• _Problem_: Only the count should appear in your answer: how many lines of the data below contain the word "query"?

(Data excerpts)
------
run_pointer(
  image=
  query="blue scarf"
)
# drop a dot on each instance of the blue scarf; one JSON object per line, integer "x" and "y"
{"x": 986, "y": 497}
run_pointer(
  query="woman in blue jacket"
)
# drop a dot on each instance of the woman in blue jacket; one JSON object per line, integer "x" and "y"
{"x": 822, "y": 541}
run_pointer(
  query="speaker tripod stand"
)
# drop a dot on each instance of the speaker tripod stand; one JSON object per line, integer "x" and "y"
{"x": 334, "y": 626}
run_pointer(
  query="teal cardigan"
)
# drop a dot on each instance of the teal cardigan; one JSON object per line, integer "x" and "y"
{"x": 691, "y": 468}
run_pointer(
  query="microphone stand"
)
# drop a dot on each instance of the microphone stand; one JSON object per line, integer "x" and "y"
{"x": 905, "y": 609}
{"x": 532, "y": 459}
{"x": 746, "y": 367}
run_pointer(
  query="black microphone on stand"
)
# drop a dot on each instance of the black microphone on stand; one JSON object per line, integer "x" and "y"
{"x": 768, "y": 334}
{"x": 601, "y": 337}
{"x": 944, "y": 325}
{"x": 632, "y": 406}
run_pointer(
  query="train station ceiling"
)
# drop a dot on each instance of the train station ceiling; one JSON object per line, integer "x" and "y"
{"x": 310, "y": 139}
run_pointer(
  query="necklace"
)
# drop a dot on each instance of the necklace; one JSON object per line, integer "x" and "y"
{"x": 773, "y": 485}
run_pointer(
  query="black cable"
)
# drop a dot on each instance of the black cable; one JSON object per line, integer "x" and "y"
------
• _Finished exercise_: 9